* Direction 1: In the 172 takeoff text below, list every risk it names of flying the airplane away at a slower speed during takeoff.
* Direction 2: Write what comes next in the 172 takeoff text below, picking up after its last sentence.

* Quoted text:
========
Well, because you have included the word "safe" in that statement, I'm going to agree with you in this context. However, it is certainly possible to have a 172 in sustained flight during takeoff at a slower speed, and fly it away. The challenge is that you can get into very high angles of attack doing it, and you are getting closer to the stall (which is just settling back in this condition), or banging the tail on the ground, which never good. Stop watching the ASI, look out the windshield, and feel what the airplane is telling you, the airspeed is only one part of the whole thing.

The stall warning is just that - a warning. If you are not planning to stall, then don't pull back any more. But, if you're in controlled flight, not settling, and accelerating, you do not need to lower the nose either. Acceleration takes time (or you'd have been pinned into your seat!). So give it time, safely controlling it, and it will fix itself. The super fast correction you're applying 'cause your instructor told you to is a form of over controlling. Yes, a pilot can cause a less good condition of flight instantaneously by control inputs which are poorly timed relative to what the aircraft is going to be doing in a few seconds, and tens of second hence. Patience......
========
* Items:
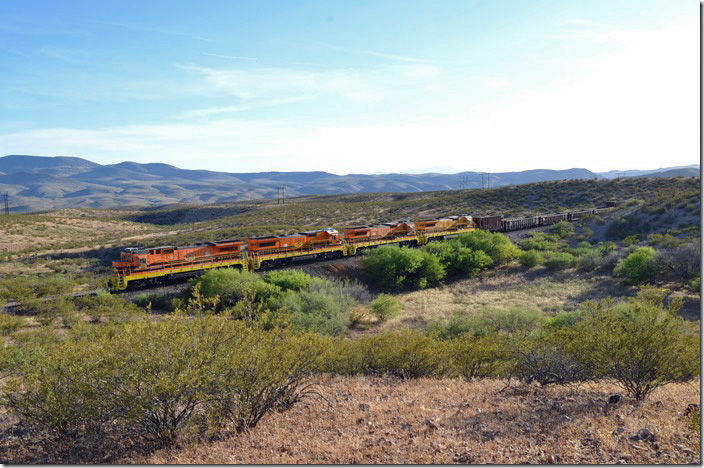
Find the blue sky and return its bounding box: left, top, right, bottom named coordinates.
left=0, top=0, right=700, bottom=174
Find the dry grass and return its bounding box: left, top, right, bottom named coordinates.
left=386, top=266, right=637, bottom=328
left=135, top=377, right=700, bottom=464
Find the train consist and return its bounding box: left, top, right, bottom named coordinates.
left=110, top=208, right=607, bottom=291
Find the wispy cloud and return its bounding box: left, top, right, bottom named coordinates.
left=326, top=44, right=432, bottom=63
left=203, top=52, right=258, bottom=62
left=177, top=64, right=442, bottom=109
left=86, top=20, right=213, bottom=42
left=175, top=97, right=307, bottom=120
left=486, top=78, right=511, bottom=89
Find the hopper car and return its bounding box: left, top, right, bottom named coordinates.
left=110, top=208, right=607, bottom=290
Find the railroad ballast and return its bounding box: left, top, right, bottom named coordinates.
left=110, top=208, right=607, bottom=290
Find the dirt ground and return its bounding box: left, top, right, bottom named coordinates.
left=136, top=377, right=701, bottom=464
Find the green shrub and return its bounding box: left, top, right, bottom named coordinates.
left=428, top=311, right=476, bottom=340
left=3, top=316, right=328, bottom=444
left=576, top=250, right=604, bottom=271
left=511, top=335, right=595, bottom=386
left=362, top=246, right=445, bottom=290
left=457, top=230, right=520, bottom=266
left=596, top=242, right=616, bottom=257
left=518, top=249, right=544, bottom=268
left=262, top=270, right=313, bottom=291
left=283, top=291, right=356, bottom=336
left=449, top=333, right=512, bottom=380
left=549, top=221, right=574, bottom=239
left=543, top=310, right=584, bottom=332
left=191, top=268, right=281, bottom=307
left=621, top=234, right=640, bottom=247
left=423, top=239, right=493, bottom=276
left=0, top=313, right=26, bottom=336
left=472, top=307, right=545, bottom=337
left=73, top=291, right=143, bottom=323
left=658, top=238, right=702, bottom=279
left=569, top=289, right=701, bottom=400
left=545, top=252, right=575, bottom=271
left=604, top=216, right=647, bottom=240
left=369, top=293, right=401, bottom=322
left=201, top=329, right=329, bottom=431
left=520, top=232, right=561, bottom=252
left=327, top=327, right=449, bottom=379
left=614, top=247, right=659, bottom=284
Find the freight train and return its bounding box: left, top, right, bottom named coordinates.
left=109, top=208, right=608, bottom=291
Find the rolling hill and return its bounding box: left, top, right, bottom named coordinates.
left=0, top=155, right=698, bottom=212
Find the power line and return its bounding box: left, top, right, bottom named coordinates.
left=479, top=172, right=491, bottom=188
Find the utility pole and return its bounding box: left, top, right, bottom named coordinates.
left=480, top=172, right=491, bottom=188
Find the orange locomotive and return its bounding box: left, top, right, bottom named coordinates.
left=416, top=215, right=473, bottom=232
left=247, top=228, right=342, bottom=254
left=112, top=240, right=247, bottom=271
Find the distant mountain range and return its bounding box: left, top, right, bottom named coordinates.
left=0, top=155, right=699, bottom=212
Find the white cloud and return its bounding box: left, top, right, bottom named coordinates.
left=486, top=78, right=511, bottom=89
left=175, top=97, right=308, bottom=120
left=0, top=19, right=700, bottom=173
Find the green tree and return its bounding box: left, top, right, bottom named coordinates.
left=518, top=249, right=544, bottom=268
left=457, top=230, right=520, bottom=266
left=550, top=221, right=574, bottom=239
left=565, top=288, right=701, bottom=400
left=362, top=246, right=445, bottom=290
left=614, top=247, right=659, bottom=284
left=369, top=293, right=401, bottom=322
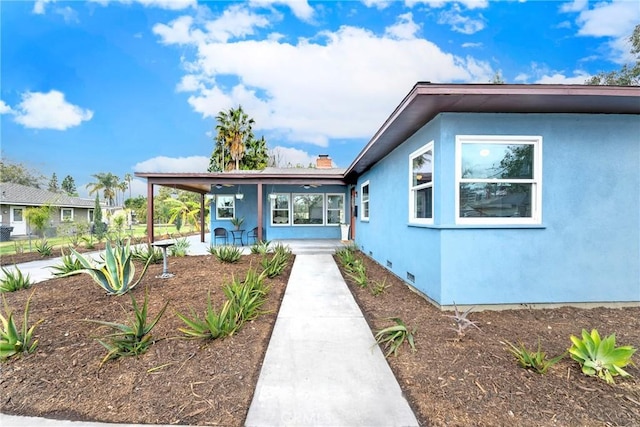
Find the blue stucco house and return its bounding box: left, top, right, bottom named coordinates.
left=138, top=83, right=640, bottom=307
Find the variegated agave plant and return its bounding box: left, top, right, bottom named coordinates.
left=65, top=242, right=151, bottom=295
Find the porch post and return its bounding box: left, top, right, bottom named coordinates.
left=258, top=182, right=262, bottom=242
left=147, top=181, right=155, bottom=243
left=200, top=194, right=205, bottom=243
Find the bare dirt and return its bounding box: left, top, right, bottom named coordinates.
left=0, top=249, right=640, bottom=426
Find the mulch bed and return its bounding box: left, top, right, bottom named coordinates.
left=0, top=249, right=640, bottom=426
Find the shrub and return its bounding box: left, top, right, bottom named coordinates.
left=502, top=340, right=564, bottom=374
left=251, top=240, right=271, bottom=255
left=449, top=302, right=480, bottom=337
left=0, top=291, right=42, bottom=361
left=91, top=292, right=169, bottom=363
left=375, top=317, right=416, bottom=357
left=66, top=242, right=151, bottom=295
left=36, top=239, right=53, bottom=257
left=131, top=243, right=162, bottom=264
left=176, top=292, right=240, bottom=339
left=569, top=329, right=636, bottom=384
left=0, top=267, right=33, bottom=292
left=169, top=237, right=191, bottom=256
left=51, top=249, right=83, bottom=277
left=209, top=246, right=242, bottom=263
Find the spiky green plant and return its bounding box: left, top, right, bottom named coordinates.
left=502, top=340, right=564, bottom=374
left=569, top=329, right=636, bottom=384
left=209, top=246, right=242, bottom=264
left=251, top=240, right=271, bottom=255
left=51, top=249, right=83, bottom=277
left=0, top=290, right=42, bottom=361
left=64, top=242, right=151, bottom=295
left=223, top=269, right=268, bottom=325
left=375, top=317, right=416, bottom=357
left=0, top=267, right=33, bottom=292
left=36, top=239, right=53, bottom=257
left=90, top=292, right=169, bottom=363
left=176, top=291, right=240, bottom=339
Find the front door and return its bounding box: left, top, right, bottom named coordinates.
left=349, top=187, right=358, bottom=240
left=9, top=206, right=27, bottom=236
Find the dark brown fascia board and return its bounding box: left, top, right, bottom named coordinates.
left=345, top=82, right=640, bottom=183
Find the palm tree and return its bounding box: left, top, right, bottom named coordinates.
left=216, top=105, right=254, bottom=170
left=86, top=172, right=120, bottom=206
left=123, top=173, right=133, bottom=204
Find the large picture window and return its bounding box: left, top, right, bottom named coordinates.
left=271, top=194, right=290, bottom=225
left=360, top=181, right=369, bottom=221
left=456, top=135, right=542, bottom=224
left=293, top=194, right=324, bottom=225
left=409, top=141, right=433, bottom=224
left=216, top=195, right=236, bottom=220
left=327, top=194, right=344, bottom=225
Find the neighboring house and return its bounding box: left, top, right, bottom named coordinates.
left=139, top=83, right=640, bottom=306
left=0, top=182, right=95, bottom=236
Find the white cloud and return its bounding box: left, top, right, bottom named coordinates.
left=385, top=12, right=420, bottom=40
left=0, top=99, right=14, bottom=114
left=249, top=0, right=314, bottom=21
left=14, top=90, right=93, bottom=130
left=133, top=156, right=209, bottom=172
left=405, top=0, right=489, bottom=9
left=438, top=5, right=485, bottom=34
left=534, top=71, right=591, bottom=85
left=269, top=146, right=316, bottom=168
left=154, top=8, right=494, bottom=146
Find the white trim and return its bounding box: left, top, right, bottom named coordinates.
left=324, top=193, right=346, bottom=227
left=290, top=193, right=326, bottom=227
left=60, top=208, right=75, bottom=222
left=408, top=140, right=436, bottom=224
left=455, top=135, right=542, bottom=225
left=360, top=180, right=371, bottom=221
left=215, top=194, right=236, bottom=221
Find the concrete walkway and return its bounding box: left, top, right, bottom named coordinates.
left=0, top=239, right=418, bottom=427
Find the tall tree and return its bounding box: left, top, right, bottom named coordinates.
left=0, top=159, right=44, bottom=188
left=49, top=172, right=60, bottom=193
left=216, top=105, right=254, bottom=170
left=86, top=172, right=120, bottom=206
left=585, top=24, right=640, bottom=86
left=124, top=173, right=133, bottom=198
left=62, top=175, right=78, bottom=197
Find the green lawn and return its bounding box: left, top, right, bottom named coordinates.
left=0, top=224, right=196, bottom=256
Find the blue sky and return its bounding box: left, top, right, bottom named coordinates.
left=0, top=0, right=640, bottom=199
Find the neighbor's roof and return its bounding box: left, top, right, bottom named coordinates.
left=0, top=182, right=95, bottom=209
left=345, top=82, right=640, bottom=181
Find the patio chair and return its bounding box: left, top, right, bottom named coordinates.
left=247, top=227, right=264, bottom=243
left=213, top=227, right=229, bottom=246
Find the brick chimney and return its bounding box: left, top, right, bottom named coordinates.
left=316, top=154, right=333, bottom=169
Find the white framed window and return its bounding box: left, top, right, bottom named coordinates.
left=360, top=181, right=369, bottom=221
left=293, top=193, right=324, bottom=225
left=327, top=194, right=345, bottom=225
left=271, top=193, right=291, bottom=225
left=455, top=135, right=542, bottom=225
left=409, top=141, right=434, bottom=224
left=216, top=195, right=236, bottom=220
left=60, top=208, right=73, bottom=222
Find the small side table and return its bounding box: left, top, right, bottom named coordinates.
left=231, top=230, right=245, bottom=246
left=152, top=242, right=175, bottom=279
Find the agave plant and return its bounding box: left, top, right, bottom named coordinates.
left=63, top=242, right=152, bottom=295
left=0, top=291, right=42, bottom=360
left=91, top=293, right=169, bottom=363
left=569, top=329, right=636, bottom=384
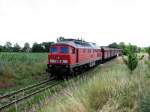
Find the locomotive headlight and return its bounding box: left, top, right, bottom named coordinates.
left=50, top=60, right=56, bottom=63
left=63, top=60, right=68, bottom=63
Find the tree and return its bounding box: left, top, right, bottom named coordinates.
left=0, top=45, right=3, bottom=52
left=13, top=43, right=21, bottom=52
left=147, top=46, right=150, bottom=56
left=22, top=42, right=30, bottom=52
left=32, top=42, right=44, bottom=52
left=42, top=42, right=54, bottom=52
left=57, top=36, right=65, bottom=42
left=108, top=42, right=120, bottom=49
left=4, top=42, right=13, bottom=52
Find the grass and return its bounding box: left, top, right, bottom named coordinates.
left=34, top=58, right=150, bottom=112
left=0, top=52, right=47, bottom=94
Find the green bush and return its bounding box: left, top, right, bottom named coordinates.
left=139, top=93, right=150, bottom=112
left=123, top=45, right=138, bottom=72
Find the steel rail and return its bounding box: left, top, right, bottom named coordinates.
left=0, top=82, right=59, bottom=111
left=0, top=79, right=54, bottom=100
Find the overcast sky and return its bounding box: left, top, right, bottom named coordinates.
left=0, top=0, right=150, bottom=46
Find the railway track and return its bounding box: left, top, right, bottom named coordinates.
left=0, top=79, right=60, bottom=112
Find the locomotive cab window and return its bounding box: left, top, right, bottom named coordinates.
left=60, top=47, right=69, bottom=53
left=50, top=47, right=57, bottom=53
left=71, top=48, right=75, bottom=54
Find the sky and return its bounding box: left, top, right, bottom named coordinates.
left=0, top=0, right=150, bottom=47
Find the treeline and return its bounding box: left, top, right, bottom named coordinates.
left=108, top=42, right=150, bottom=55
left=0, top=42, right=54, bottom=52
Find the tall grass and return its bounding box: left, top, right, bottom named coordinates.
left=36, top=59, right=150, bottom=112
left=0, top=53, right=47, bottom=92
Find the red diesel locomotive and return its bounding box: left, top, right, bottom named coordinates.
left=47, top=39, right=121, bottom=77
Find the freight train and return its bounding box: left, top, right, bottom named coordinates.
left=47, top=39, right=122, bottom=77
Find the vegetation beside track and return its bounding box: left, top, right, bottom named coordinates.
left=0, top=52, right=47, bottom=94
left=37, top=58, right=150, bottom=112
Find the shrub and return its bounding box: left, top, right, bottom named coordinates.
left=123, top=45, right=138, bottom=72
left=139, top=93, right=150, bottom=112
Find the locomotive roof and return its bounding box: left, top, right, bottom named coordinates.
left=53, top=39, right=100, bottom=49
left=101, top=46, right=121, bottom=50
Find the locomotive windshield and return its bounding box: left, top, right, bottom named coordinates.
left=50, top=47, right=57, bottom=53
left=60, top=47, right=69, bottom=53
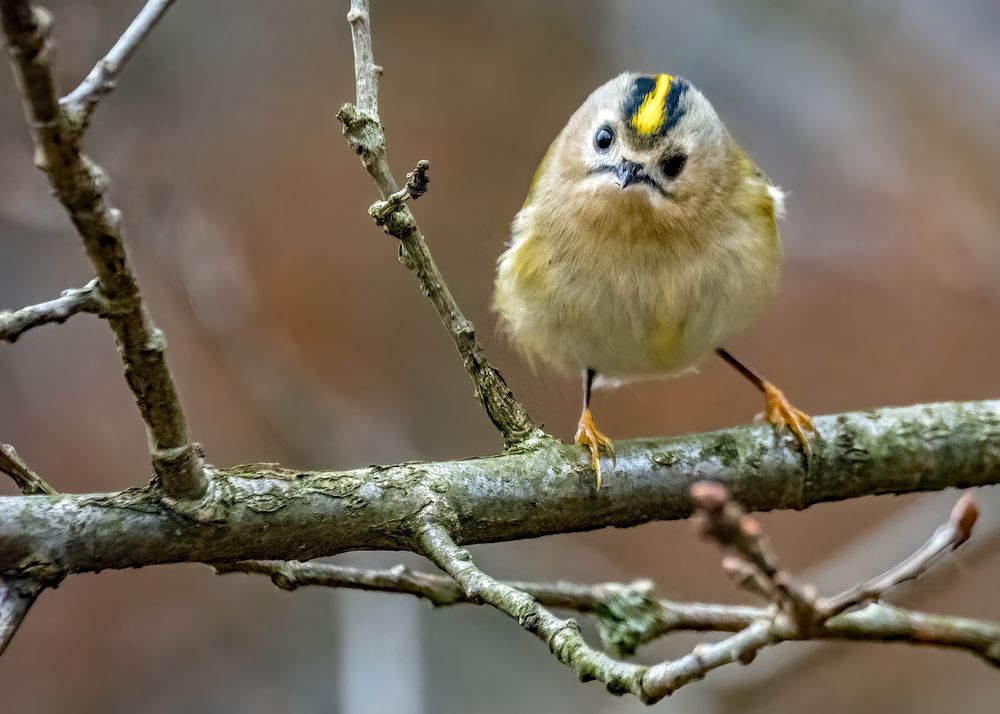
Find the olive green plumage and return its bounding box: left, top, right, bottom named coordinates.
left=494, top=73, right=782, bottom=379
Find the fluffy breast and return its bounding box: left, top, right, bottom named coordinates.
left=494, top=172, right=780, bottom=378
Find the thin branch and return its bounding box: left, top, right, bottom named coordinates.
left=0, top=444, right=59, bottom=496
left=215, top=560, right=1000, bottom=666
left=0, top=280, right=105, bottom=342
left=0, top=579, right=44, bottom=655
left=59, top=0, right=174, bottom=121
left=691, top=481, right=816, bottom=627
left=0, top=0, right=207, bottom=499
left=817, top=493, right=979, bottom=617
left=0, top=402, right=1000, bottom=572
left=420, top=524, right=663, bottom=703
left=337, top=0, right=540, bottom=447
left=214, top=560, right=612, bottom=612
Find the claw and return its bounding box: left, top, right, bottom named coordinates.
left=764, top=382, right=816, bottom=460
left=576, top=409, right=618, bottom=491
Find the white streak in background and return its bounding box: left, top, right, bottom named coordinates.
left=333, top=553, right=426, bottom=714
left=154, top=200, right=424, bottom=714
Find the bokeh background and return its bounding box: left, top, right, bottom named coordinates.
left=0, top=0, right=1000, bottom=714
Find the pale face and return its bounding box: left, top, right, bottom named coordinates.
left=560, top=74, right=728, bottom=212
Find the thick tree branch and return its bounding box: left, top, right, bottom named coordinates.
left=0, top=444, right=59, bottom=496
left=337, top=0, right=541, bottom=447
left=0, top=402, right=1000, bottom=573
left=59, top=0, right=174, bottom=126
left=0, top=0, right=206, bottom=499
left=0, top=281, right=106, bottom=342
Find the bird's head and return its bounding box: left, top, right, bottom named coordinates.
left=551, top=73, right=731, bottom=212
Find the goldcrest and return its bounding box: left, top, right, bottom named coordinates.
left=494, top=73, right=813, bottom=488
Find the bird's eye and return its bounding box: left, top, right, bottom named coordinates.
left=660, top=154, right=687, bottom=179
left=594, top=124, right=615, bottom=151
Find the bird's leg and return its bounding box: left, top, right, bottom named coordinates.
left=716, top=349, right=816, bottom=458
left=576, top=369, right=617, bottom=490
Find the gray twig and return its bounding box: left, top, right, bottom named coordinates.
left=410, top=482, right=1000, bottom=703
left=0, top=280, right=105, bottom=342
left=691, top=481, right=816, bottom=628
left=337, top=0, right=541, bottom=447
left=817, top=492, right=979, bottom=617
left=214, top=560, right=1000, bottom=666
left=0, top=444, right=59, bottom=496
left=59, top=0, right=174, bottom=126
left=0, top=0, right=206, bottom=499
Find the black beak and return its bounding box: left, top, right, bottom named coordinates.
left=615, top=159, right=646, bottom=189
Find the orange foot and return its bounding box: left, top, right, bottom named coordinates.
left=576, top=409, right=617, bottom=490
left=764, top=382, right=816, bottom=459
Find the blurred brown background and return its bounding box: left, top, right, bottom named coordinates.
left=0, top=0, right=1000, bottom=714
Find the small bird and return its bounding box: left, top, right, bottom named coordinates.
left=494, top=72, right=813, bottom=488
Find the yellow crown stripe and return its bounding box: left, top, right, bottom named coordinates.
left=632, top=74, right=674, bottom=134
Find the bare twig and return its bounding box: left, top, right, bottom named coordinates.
left=59, top=0, right=174, bottom=121
left=0, top=444, right=59, bottom=496
left=0, top=0, right=206, bottom=499
left=691, top=481, right=816, bottom=626
left=0, top=579, right=44, bottom=655
left=420, top=524, right=663, bottom=702
left=817, top=492, right=979, bottom=617
left=214, top=560, right=1000, bottom=666
left=0, top=281, right=105, bottom=342
left=337, top=0, right=540, bottom=447
left=220, top=560, right=628, bottom=612
left=368, top=159, right=431, bottom=226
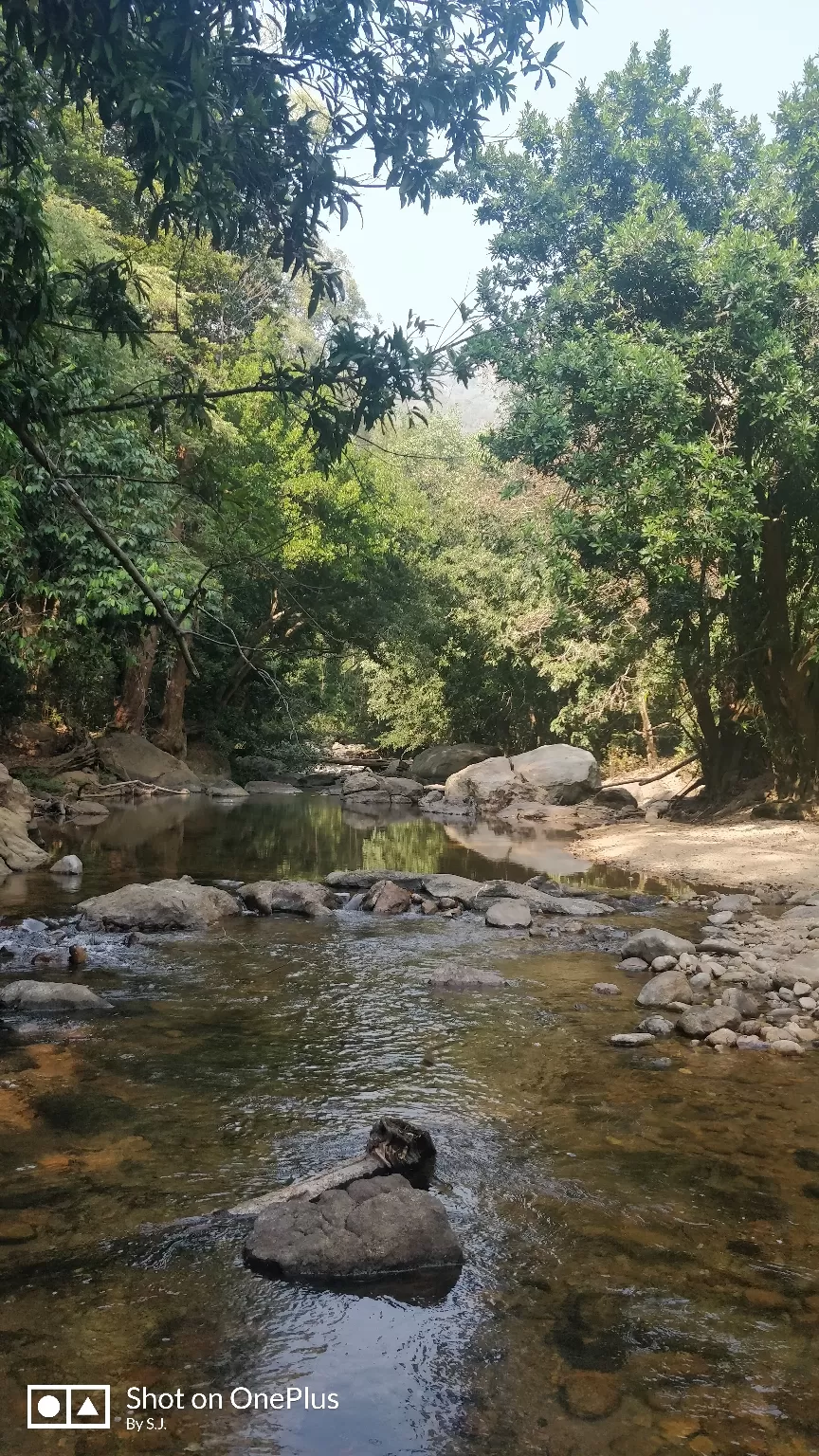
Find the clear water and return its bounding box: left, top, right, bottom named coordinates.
left=0, top=796, right=819, bottom=1456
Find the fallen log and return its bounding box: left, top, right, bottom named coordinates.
left=228, top=1116, right=436, bottom=1219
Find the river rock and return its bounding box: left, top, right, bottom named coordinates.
left=206, top=779, right=249, bottom=799
left=445, top=742, right=600, bottom=814
left=637, top=972, right=694, bottom=1006
left=77, top=878, right=239, bottom=931
left=637, top=1016, right=673, bottom=1037
left=410, top=742, right=499, bottom=783
left=651, top=956, right=676, bottom=975
left=239, top=880, right=344, bottom=920
left=0, top=981, right=114, bottom=1012
left=705, top=1027, right=737, bottom=1046
left=325, top=869, right=428, bottom=897
left=0, top=803, right=48, bottom=875
left=676, top=1006, right=742, bottom=1037
left=594, top=783, right=640, bottom=810
left=486, top=900, right=532, bottom=931
left=98, top=733, right=203, bottom=793
left=719, top=986, right=761, bottom=1021
left=622, top=926, right=694, bottom=962
left=48, top=855, right=83, bottom=875
left=711, top=896, right=755, bottom=919
left=245, top=1174, right=464, bottom=1282
left=427, top=972, right=512, bottom=992
left=364, top=880, right=412, bottom=915
left=245, top=779, right=301, bottom=798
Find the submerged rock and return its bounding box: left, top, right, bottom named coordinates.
left=245, top=1174, right=464, bottom=1282
left=486, top=900, right=532, bottom=931
left=363, top=880, right=412, bottom=915
left=48, top=855, right=83, bottom=875
left=637, top=972, right=694, bottom=1006
left=0, top=981, right=114, bottom=1012
left=77, top=878, right=239, bottom=931
left=622, top=926, right=694, bottom=962
left=427, top=972, right=512, bottom=992
left=676, top=1006, right=742, bottom=1037
left=245, top=779, right=301, bottom=795
left=239, top=880, right=344, bottom=920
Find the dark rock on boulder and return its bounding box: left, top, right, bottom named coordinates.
left=676, top=1006, right=742, bottom=1037
left=245, top=1174, right=464, bottom=1282
left=239, top=880, right=344, bottom=920
left=364, top=880, right=412, bottom=915
left=622, top=926, right=694, bottom=964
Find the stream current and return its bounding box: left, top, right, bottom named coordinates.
left=0, top=795, right=819, bottom=1456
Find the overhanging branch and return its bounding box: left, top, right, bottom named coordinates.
left=8, top=421, right=200, bottom=677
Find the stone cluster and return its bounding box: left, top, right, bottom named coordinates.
left=610, top=891, right=819, bottom=1057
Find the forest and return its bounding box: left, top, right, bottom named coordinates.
left=0, top=0, right=819, bottom=802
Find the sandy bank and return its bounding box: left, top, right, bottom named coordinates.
left=573, top=820, right=819, bottom=893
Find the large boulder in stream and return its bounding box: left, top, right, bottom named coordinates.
left=245, top=1174, right=464, bottom=1282
left=77, top=877, right=239, bottom=931
left=239, top=880, right=344, bottom=920
left=445, top=742, right=600, bottom=815
left=410, top=742, right=499, bottom=783
left=98, top=733, right=203, bottom=793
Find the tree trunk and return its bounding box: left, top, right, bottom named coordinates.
left=114, top=622, right=159, bottom=734
left=638, top=693, right=657, bottom=766
left=152, top=632, right=191, bottom=758
left=735, top=516, right=819, bottom=799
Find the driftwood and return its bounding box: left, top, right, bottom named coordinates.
left=81, top=779, right=188, bottom=799
left=603, top=753, right=700, bottom=790
left=228, top=1116, right=436, bottom=1219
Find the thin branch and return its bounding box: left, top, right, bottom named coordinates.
left=6, top=421, right=200, bottom=677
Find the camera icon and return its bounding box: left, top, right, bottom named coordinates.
left=27, top=1385, right=111, bottom=1431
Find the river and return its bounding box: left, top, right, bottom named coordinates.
left=0, top=795, right=819, bottom=1456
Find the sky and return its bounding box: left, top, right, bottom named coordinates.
left=329, top=0, right=819, bottom=326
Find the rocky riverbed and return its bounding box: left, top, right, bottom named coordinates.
left=0, top=795, right=819, bottom=1456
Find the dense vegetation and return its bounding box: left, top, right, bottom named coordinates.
left=0, top=17, right=819, bottom=798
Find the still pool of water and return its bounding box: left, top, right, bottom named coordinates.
left=0, top=796, right=819, bottom=1456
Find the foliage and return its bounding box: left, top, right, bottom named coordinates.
left=448, top=36, right=819, bottom=793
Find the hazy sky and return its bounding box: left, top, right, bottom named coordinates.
left=331, top=0, right=819, bottom=323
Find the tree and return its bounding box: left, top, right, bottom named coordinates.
left=449, top=35, right=819, bottom=796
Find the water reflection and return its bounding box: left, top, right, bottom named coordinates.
left=0, top=799, right=819, bottom=1456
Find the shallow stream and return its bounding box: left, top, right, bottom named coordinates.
left=0, top=795, right=819, bottom=1456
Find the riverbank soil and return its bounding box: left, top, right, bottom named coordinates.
left=573, top=820, right=819, bottom=894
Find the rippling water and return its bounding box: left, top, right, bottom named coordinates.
left=0, top=798, right=819, bottom=1456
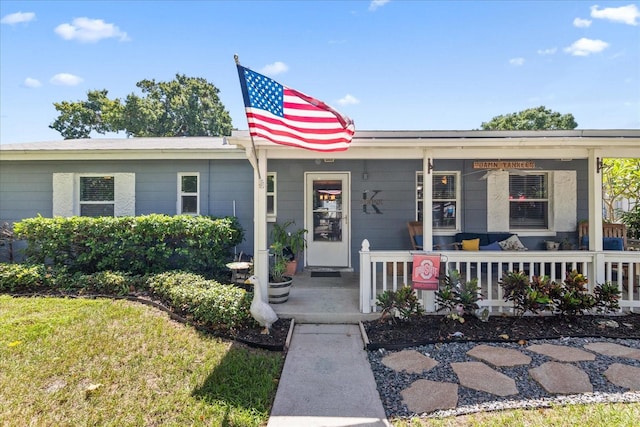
========
* Written reply 1:
- Getting into very high angles of attack
- Getting closer to the stall
- Banging the tail on the ground

* Written reply 2:
If you are in the air at 40 knots, and returning to earth is inevitable, would you not much rather do so in a flared attitude? Keep the nose where you had it, a little "tail low" (to use Cessna's term). A 172 is amazingly shock absorbent in that attitude. If you contact three point, or worse, nosewheel first, the nose strut, firewall, and perhaps propeller, and engine damage is going be costly.

Yes, practice, but unfortunately you cannot practice uneven runway techniques on a smooth paved runway. You can practice just holding the aircraft attitude and getting airborne at a lower than normal speed, and that's excellent, but anything you do on a smooth runway, which seems to induce an "uneven" surface will get very bad fast. If you're going to practice "tail low" takeoffs in a 172, do so with as forward a C of G as you can accomplish. In a lightly loaded 172M or later, I would expect to be happily in ground effect, accelerating, with maybe just a brief peep of the stall horn, at 40 knots.